Items for bounding box labeling:
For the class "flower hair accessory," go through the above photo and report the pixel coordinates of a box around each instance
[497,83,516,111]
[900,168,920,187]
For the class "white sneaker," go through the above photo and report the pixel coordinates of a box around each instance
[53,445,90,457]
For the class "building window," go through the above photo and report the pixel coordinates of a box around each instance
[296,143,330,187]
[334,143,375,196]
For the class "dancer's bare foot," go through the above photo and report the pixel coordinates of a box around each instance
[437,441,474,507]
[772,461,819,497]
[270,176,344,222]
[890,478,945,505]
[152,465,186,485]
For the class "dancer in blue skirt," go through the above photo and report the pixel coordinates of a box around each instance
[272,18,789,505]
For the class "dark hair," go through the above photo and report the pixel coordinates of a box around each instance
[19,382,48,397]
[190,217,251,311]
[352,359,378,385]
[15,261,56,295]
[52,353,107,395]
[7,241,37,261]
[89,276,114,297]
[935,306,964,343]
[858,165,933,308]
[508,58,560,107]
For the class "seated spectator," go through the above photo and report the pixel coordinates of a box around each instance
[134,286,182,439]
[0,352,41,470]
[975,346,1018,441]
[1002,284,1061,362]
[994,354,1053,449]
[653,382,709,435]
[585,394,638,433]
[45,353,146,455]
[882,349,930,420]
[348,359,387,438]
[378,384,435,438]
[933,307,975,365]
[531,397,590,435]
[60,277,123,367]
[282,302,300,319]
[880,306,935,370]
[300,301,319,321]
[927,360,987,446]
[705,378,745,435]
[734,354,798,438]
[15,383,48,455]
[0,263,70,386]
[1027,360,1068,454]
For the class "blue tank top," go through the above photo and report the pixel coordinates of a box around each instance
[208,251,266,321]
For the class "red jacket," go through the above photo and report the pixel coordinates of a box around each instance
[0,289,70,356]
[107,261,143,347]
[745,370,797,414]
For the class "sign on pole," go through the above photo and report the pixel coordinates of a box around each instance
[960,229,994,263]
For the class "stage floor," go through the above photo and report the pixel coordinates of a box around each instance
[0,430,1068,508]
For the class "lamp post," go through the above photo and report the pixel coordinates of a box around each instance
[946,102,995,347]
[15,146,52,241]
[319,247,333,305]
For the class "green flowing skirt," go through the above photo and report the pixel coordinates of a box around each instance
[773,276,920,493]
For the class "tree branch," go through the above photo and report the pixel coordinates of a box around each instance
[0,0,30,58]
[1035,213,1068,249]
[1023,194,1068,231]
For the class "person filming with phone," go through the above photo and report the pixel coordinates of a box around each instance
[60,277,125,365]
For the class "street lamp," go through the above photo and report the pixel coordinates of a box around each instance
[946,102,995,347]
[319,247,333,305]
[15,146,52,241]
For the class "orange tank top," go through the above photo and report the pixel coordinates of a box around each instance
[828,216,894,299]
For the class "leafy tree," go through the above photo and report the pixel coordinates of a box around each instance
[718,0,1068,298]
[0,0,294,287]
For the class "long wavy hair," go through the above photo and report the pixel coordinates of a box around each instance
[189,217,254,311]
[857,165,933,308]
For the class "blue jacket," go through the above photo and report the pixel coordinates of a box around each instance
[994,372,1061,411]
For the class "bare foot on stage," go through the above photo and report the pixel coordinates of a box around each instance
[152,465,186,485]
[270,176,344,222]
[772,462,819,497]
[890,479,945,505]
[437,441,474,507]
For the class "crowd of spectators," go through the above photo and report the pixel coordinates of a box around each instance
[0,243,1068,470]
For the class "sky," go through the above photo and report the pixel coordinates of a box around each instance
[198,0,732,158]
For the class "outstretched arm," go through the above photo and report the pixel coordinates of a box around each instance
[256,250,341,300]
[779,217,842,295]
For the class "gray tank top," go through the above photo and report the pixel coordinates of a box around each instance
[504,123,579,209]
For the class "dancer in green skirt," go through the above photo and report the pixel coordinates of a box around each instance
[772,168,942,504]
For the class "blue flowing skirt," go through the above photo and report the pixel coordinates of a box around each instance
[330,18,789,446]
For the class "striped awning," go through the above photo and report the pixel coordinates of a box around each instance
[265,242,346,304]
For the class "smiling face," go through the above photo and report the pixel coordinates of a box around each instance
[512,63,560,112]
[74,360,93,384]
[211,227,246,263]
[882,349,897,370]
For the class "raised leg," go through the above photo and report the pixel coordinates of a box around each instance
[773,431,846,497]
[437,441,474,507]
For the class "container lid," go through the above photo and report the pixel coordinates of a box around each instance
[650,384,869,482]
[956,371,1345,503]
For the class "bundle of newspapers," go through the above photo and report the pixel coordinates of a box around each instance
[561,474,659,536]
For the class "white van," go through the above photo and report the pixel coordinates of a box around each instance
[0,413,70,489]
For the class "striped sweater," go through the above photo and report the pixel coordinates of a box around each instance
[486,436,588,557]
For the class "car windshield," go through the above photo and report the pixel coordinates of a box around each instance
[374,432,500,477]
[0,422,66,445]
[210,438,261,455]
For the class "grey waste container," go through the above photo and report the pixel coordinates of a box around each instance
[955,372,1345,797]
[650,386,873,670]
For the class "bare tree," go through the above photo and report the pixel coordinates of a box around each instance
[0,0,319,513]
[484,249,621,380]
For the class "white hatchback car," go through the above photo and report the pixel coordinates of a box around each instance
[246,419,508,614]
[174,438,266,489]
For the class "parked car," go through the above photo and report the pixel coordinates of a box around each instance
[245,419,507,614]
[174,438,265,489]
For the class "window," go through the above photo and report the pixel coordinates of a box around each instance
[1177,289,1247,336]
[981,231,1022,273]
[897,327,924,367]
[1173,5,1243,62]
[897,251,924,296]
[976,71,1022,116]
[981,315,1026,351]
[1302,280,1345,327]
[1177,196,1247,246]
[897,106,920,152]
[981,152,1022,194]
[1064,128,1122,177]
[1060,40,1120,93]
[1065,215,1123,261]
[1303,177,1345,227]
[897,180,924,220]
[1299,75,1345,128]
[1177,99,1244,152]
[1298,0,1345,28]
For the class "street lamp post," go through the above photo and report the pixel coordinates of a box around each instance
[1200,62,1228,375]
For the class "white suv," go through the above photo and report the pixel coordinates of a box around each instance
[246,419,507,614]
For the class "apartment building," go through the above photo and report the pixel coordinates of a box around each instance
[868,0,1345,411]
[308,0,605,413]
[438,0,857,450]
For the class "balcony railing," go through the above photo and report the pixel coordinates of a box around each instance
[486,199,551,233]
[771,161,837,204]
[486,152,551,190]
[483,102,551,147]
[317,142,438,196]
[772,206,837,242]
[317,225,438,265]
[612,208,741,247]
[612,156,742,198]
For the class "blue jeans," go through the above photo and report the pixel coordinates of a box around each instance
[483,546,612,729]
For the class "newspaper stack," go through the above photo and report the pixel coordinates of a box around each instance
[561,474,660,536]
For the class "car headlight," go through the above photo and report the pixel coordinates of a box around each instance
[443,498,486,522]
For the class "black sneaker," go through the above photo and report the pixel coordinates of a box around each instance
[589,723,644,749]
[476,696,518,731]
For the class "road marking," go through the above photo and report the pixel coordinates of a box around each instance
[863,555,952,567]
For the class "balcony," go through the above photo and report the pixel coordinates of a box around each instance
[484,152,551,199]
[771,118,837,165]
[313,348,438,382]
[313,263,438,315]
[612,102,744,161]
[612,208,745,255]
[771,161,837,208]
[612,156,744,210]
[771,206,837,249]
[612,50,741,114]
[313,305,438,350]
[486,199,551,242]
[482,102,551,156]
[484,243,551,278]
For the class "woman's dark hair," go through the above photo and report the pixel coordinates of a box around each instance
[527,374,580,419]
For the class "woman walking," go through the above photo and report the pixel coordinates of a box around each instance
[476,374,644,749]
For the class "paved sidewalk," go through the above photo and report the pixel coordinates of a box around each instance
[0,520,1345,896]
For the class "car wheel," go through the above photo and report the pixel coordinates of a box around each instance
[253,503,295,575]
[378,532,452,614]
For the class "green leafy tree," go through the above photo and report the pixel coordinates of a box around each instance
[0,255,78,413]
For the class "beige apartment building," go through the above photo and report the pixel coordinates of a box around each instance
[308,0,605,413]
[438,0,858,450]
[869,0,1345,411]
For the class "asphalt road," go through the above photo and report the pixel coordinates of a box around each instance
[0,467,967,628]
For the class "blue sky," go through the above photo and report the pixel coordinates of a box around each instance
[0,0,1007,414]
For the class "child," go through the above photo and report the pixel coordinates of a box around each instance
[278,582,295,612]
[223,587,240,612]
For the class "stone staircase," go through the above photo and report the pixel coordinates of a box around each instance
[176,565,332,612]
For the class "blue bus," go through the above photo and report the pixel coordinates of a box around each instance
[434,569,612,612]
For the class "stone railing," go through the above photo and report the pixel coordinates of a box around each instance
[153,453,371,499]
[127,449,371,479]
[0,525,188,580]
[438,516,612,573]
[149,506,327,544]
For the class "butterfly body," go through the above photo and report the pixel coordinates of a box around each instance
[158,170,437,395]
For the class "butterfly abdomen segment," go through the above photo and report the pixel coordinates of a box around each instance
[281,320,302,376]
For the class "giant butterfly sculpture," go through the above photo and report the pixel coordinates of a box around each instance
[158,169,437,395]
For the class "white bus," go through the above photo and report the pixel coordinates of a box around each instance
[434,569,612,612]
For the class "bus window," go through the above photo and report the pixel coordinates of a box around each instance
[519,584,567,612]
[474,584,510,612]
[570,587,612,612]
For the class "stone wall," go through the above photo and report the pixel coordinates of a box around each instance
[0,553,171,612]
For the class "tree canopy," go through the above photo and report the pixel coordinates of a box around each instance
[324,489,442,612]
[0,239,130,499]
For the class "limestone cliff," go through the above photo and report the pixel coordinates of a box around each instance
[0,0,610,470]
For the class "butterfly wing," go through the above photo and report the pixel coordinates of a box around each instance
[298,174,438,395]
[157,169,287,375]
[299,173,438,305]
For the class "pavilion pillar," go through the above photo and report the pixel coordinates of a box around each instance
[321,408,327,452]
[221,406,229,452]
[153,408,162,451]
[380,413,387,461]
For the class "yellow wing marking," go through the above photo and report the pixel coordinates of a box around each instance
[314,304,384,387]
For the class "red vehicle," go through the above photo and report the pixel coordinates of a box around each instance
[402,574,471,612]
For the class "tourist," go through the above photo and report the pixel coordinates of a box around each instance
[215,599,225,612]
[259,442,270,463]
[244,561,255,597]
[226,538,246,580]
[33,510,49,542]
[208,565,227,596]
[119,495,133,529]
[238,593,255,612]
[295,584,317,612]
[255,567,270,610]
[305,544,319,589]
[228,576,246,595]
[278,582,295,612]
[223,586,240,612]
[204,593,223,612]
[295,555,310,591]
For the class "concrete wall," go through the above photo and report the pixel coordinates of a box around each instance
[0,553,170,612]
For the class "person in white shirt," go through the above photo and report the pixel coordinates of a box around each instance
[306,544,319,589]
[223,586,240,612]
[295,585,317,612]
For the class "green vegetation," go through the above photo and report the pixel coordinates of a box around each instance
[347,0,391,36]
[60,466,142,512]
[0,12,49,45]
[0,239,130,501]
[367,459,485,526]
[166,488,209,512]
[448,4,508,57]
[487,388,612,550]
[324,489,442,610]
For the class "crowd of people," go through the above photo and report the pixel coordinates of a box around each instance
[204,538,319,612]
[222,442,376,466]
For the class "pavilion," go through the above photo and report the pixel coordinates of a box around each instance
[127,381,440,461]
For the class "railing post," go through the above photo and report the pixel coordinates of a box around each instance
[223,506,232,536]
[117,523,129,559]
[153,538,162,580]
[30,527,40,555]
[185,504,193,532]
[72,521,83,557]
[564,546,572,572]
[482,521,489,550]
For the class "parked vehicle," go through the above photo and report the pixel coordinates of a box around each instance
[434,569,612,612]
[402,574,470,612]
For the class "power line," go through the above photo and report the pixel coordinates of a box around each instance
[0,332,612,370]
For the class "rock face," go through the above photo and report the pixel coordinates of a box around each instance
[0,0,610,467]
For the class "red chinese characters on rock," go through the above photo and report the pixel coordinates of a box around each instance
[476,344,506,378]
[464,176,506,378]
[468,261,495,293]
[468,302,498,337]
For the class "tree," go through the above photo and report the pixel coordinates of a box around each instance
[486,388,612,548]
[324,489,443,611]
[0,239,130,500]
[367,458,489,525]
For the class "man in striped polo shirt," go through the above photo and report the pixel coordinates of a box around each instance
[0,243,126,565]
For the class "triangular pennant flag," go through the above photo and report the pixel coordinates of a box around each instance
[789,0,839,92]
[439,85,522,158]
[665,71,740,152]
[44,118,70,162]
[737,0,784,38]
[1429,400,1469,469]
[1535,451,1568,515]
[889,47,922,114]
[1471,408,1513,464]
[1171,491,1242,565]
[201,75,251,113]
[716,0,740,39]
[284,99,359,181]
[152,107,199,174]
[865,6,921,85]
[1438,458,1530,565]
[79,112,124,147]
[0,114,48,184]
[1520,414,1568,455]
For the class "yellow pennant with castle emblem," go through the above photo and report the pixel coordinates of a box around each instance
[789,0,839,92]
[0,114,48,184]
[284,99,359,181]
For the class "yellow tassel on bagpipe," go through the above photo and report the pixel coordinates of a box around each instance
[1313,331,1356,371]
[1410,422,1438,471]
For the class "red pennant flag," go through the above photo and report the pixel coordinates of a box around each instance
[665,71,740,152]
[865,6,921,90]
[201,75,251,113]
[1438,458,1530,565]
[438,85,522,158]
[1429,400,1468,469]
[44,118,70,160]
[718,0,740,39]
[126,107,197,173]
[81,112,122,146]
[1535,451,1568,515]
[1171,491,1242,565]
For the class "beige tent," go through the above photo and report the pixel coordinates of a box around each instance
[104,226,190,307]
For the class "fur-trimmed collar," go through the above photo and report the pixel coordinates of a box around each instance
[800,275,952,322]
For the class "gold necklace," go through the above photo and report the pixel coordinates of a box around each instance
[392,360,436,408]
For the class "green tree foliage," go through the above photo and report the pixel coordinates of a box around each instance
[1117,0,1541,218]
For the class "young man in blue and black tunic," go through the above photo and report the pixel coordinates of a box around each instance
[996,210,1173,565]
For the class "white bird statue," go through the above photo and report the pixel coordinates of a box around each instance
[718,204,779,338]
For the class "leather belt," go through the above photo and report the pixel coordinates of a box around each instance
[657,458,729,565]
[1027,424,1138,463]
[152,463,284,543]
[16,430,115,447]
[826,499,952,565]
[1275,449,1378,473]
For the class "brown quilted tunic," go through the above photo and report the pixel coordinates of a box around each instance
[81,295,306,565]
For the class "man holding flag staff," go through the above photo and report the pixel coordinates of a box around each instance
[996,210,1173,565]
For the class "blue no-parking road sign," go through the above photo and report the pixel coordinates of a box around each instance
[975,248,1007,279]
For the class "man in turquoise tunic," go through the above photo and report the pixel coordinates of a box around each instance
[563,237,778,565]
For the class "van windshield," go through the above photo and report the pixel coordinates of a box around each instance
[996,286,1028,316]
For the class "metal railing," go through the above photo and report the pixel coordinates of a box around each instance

§ **Exercise instructions**:
Copy the items above word for word, from their first line through the line containing "[508,58,560,107]", both included.

§ **Expected answer**:
For the class "flower hair accessory," go through the above photo and report the pixel coordinates of a box around each instance
[497,83,516,111]
[900,168,920,187]
For the class "white sneaker," go through the above photo and report the pixel coordinates of a box around each instance
[53,445,90,457]
For the class "building window," go through the above photo and report the pixel coordinates of a box around each instance
[296,143,330,187]
[334,143,375,196]
For the class "dancer's bare foot," go through the above photo and report the pixel coordinates of a box around each instance
[437,441,474,507]
[772,461,819,497]
[270,176,344,222]
[890,478,945,505]
[152,465,186,485]
For the class "dancer in blue skirt," go through the above photo and report the pixel coordinates of a box around each instance
[272,18,789,505]
For the class "dark hair," go through the above photo and report the pixel coordinates of a box around each instance
[19,382,48,397]
[190,217,251,311]
[352,359,378,385]
[15,261,56,295]
[52,353,107,395]
[7,241,37,261]
[89,276,114,297]
[935,306,964,343]
[858,165,933,308]
[508,58,560,107]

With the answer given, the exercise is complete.